* Information provided *

□ □ □

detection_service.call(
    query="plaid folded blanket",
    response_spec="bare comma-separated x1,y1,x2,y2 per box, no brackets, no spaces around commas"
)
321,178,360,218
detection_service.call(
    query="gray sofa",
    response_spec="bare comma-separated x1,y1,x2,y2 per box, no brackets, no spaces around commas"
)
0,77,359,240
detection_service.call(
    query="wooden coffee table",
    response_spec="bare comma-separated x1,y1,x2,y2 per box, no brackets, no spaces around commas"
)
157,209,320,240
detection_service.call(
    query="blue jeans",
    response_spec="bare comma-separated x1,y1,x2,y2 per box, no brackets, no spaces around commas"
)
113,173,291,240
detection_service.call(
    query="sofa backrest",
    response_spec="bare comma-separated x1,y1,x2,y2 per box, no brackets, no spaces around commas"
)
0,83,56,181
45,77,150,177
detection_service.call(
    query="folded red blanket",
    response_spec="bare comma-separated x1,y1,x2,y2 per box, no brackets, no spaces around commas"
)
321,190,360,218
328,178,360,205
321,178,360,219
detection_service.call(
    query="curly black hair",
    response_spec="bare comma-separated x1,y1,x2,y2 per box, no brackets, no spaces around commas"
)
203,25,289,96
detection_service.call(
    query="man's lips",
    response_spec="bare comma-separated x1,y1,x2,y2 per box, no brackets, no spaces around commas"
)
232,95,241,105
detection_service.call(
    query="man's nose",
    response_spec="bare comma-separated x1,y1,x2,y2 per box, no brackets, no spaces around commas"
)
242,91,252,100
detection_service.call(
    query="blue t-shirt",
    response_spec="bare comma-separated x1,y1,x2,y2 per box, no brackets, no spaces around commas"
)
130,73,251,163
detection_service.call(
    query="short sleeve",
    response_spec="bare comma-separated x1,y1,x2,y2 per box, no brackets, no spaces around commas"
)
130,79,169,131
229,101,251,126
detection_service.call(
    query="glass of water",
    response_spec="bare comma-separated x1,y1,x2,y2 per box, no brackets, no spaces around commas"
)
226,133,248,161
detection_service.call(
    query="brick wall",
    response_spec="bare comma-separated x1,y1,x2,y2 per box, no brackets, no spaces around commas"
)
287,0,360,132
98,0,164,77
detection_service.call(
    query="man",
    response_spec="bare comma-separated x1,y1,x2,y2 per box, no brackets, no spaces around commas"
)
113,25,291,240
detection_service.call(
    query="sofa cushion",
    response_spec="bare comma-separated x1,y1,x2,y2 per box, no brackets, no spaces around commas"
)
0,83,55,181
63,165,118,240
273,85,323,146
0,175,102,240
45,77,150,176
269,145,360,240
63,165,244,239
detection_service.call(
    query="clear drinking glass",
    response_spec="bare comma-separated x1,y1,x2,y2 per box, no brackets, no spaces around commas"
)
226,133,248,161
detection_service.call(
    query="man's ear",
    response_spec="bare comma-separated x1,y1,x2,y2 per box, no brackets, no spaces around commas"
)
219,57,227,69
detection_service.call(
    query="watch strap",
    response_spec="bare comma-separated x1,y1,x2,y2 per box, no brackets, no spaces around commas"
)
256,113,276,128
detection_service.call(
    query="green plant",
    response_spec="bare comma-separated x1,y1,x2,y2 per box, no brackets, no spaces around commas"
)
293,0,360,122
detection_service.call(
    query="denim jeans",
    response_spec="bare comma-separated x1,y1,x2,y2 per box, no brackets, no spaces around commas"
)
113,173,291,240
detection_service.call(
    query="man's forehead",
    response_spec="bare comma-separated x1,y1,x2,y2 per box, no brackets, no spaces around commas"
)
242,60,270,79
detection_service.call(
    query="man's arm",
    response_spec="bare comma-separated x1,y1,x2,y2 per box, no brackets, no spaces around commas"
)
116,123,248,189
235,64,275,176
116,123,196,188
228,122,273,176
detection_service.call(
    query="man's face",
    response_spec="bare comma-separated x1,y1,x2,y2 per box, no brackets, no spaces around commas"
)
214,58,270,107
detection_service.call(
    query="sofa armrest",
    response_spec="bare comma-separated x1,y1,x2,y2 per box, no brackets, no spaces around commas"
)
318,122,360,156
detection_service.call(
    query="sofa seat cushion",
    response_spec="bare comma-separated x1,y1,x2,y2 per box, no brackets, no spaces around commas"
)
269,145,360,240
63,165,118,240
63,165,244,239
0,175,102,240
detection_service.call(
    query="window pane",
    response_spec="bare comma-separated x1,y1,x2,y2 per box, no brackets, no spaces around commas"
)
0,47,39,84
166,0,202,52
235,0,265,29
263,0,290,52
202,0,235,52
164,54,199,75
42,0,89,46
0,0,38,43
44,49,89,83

□ □ □

* Requirement *
For this exercise, set down the entire listing above exactly as given.

* Result for this task *
detection_service.call(
    query="plaid folded blanket",
    response_spec="bare comma-separated x1,y1,x2,y2 per box, no brackets, no spaces around commas"
)
321,178,360,218
detection_service.call(
    query="gray sofa",
    response_spec="bare comma-separated x1,y1,x2,y2 per box, no brackets, no spaces around commas"
)
0,77,359,240
detection_service.call(
    query="wooden coffee table",
    response_spec="bare comma-separated x1,y1,x2,y2 per box, no brackets, no spaces around commas"
)
157,209,320,240
detection_service.call(
    query="blue jeans",
    response_spec="bare comma-separated x1,y1,x2,y2 per box, no brackets, no spaces around commas"
)
113,173,291,240
detection_service.call(
    query="sofa backrest",
    response_spec="bare comma-separated x1,y1,x2,y2 per box, no brackets, no spaces around commas"
)
0,83,56,181
45,77,150,177
detection_service.call(
    query="folded red blanket",
    response_spec="bare comma-separated x1,y1,x2,y2 per box, no brackets, no spaces around commas"
)
321,190,360,218
328,178,360,205
321,178,360,219
detection_service.call(
    query="curly black hair",
    response_spec="bare comma-separated x1,y1,x2,y2 per box, no brackets, no spaces around commas"
)
203,25,289,96
detection_service.call(
    query="man's lips",
    response_spec="bare comma-separated x1,y1,x2,y2 per box, no brackets, no spaces around commas"
)
232,95,241,105
detection_service.call(
    query="man's nose",
    response_spec="bare comma-separated x1,y1,x2,y2 per box, no brackets, no spaces around commas"
)
242,91,252,100
detection_service.call(
    query="blue t-shirt",
    response_spec="bare comma-separated x1,y1,x2,y2 per box, no brackets, no spaces around commas"
)
130,73,251,163
detection_service.call(
    query="short sleeve",
    response_spec="bare comma-separated x1,y1,x2,y2 per box, no brackets, no spaces around commas"
)
130,79,169,131
229,101,251,126
detection_service.call(
    query="glass of water",
    response_spec="bare comma-separated x1,y1,x2,y2 per box, no brackets, no spaces around commas"
)
226,133,248,161
detection_service.call(
    query="brick wall",
    response_spec="bare comma-separated x1,y1,x2,y2 per box, no brackets, no spaces around commas"
)
287,0,360,132
98,0,164,77
detection_service.call(
    query="man",
    response_spec="bare comma-separated x1,y1,x2,y2 per box, no brackets, no spaces around commas"
)
113,25,291,240
detection_service.call(
    query="sofa cushion",
    response_spec="bare comma-separated x1,y1,x2,y2 per box, no brackets, no spaces around commas"
)
0,83,55,181
63,165,118,240
273,85,323,146
0,175,102,240
45,77,150,176
269,145,360,240
63,165,244,239
detection_service.call(
    query="clear drinking glass",
    response_spec="bare comma-separated x1,y1,x2,y2 per box, no brackets, no spaces around commas"
)
226,133,248,161
detection_service.call(
    query="man's ear",
    response_spec="bare comma-separated x1,y1,x2,y2 per box, no brackets, no spaces around commas"
)
219,57,227,69
detection_service.call(
    query="watch strap",
    response_spec="bare comma-separated x1,y1,x2,y2 per box, no brackets, no spaces around commas"
)
256,113,276,128
detection_service.call(
    query="green plant",
    response_spec="bare comma-separated x1,y1,x2,y2 per box, no brackets, no spaces around commas"
)
293,0,360,122
detection_service.call(
    query="denim jeans",
    response_spec="bare comma-separated x1,y1,x2,y2 per box, no brackets, no spaces around commas"
)
113,173,291,240
detection_service.call(
    query="man's forehead",
    response_spec="bare comma-separated x1,y1,x2,y2 per box, no brackets, no spaces around commas"
)
242,60,270,79
detection_service.call(
    query="man's arm",
    response_spec="bare comma-separated x1,y1,x2,y2 per box, no brackets, no spaces around commas"
)
116,123,248,189
235,64,275,176
116,123,196,188
228,122,273,176
detection_service.call(
    query="man's face",
    response_spec="bare comma-separated x1,y1,x2,y2 per box, no brackets, no spaces around commas"
)
214,58,270,107
detection_service.call(
    query="sofa armrest",
    response_spec="bare comma-separated x1,y1,x2,y2 per box, no brackets, no spaces around commas"
)
318,122,360,156
detection_service.call(
    query="sofa seat cushion",
    response_spec="bare comma-separated x1,y1,x2,y2 per box, no brackets, no spaces around commas"
)
269,145,360,240
63,165,118,240
63,165,244,239
0,175,102,240
detection_service.call(
    query="window pane",
    response_spec="bare comma-separated x1,y1,x2,y2 per box, no brackets, no spaces around commas"
)
0,47,39,84
166,0,202,52
235,0,265,29
263,0,290,52
202,0,235,52
164,54,199,75
42,0,89,46
0,0,38,43
44,49,89,83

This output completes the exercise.